◆ What this exercise asks ◆
**1.** In the article on campus safety, in which building did Pittsburgh community members gather while the 28th annual campus safety report was presented?
**2.** Condense the paragraph of the article on campus safety that begins "Shapiro spent the past year" into a short bulleted list that keeps its main facts.
**3.** According to the article on campus safety, why did Shapiro sit across from assault survivors, students and activists during the past year? Answer in one or two sentences.

◆ Document extract ◆
┌──
Shapiro speaks on safety

Pittsburgh community members came to the William Pitt Union Tuesday to sit at tables of their own while Shapiro presented the 28th annual campus safety report — a culmination of voices heard across the state.

TNS

Pennsylvania Attorney General Joshua Shapiro discusses major areas of concern at the presentation of the 28th annual campus safety report Wednesday. (Margo Reed/Philadelphia Inquirer/TNS)

By Sarah Shearer, Assistant News Editor

Attorney General Josh Shapiro wants university students to call for help — and also squash the stigma associated with it.

Shapiro spent the past year having roundtable discussions across Pennsylvania, sitting across from assault survivors, students and activists to learn how Pennsylvania universities can be safer for students. Pittsburgh community members came to the William Pitt Union Tuesday to sit at tables of their own while Shapiro presented the 28th annual campus safety report — a culmination of voices heard across the state.
└──
Named-object pointing listing
┌──
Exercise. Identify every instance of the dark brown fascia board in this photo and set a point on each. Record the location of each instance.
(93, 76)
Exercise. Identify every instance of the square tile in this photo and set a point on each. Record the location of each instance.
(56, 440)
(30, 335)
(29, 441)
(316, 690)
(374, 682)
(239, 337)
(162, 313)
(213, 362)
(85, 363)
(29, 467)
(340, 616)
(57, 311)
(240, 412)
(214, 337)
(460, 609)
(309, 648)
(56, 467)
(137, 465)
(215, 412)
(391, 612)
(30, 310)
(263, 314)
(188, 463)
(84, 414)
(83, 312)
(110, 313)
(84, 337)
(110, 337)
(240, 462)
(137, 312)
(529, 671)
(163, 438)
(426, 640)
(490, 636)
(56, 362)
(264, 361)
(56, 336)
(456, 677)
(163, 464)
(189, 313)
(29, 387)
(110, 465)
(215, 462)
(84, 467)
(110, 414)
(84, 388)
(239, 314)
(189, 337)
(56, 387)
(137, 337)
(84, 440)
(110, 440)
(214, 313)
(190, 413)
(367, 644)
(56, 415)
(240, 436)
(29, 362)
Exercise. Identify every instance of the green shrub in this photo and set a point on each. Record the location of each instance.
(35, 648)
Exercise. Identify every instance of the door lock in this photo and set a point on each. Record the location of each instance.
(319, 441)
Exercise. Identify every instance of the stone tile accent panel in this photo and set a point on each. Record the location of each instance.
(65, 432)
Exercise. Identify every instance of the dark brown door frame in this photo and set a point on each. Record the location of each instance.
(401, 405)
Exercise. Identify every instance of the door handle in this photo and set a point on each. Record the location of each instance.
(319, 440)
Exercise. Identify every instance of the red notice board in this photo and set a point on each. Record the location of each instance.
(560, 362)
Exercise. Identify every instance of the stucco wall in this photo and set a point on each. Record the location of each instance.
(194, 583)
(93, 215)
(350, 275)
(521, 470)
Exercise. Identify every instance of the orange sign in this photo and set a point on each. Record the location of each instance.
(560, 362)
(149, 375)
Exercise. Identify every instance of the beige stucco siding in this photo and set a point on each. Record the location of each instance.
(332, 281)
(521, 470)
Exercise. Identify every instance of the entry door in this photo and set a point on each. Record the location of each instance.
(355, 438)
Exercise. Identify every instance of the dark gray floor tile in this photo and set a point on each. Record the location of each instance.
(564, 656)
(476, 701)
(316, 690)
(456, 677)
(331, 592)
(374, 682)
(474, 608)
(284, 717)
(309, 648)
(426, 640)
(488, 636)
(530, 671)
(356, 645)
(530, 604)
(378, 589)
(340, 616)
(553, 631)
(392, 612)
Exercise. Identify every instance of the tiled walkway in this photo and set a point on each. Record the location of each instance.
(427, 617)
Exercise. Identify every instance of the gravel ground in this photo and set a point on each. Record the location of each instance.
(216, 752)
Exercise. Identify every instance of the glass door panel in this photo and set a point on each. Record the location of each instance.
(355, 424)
└──
◆ Per-task answers ◆
**1.** The William Pitt Union.

**2.**
- Shapiro spent the past year holding roundtable discussions across Pennsylvania.
- He met with assault survivors, students and activists to learn how Pennsylvania universities can be safer for students.
- Pittsburgh community members sat at tables of their own at the William Pitt Union on Tuesday while Shapiro presented the 28th annual campus safety report.
- The report was a culmination of voices heard across the state.

**3.** He held these roundtable discussions across Pennsylvania to learn how Pennsylvania universities can be safer for students.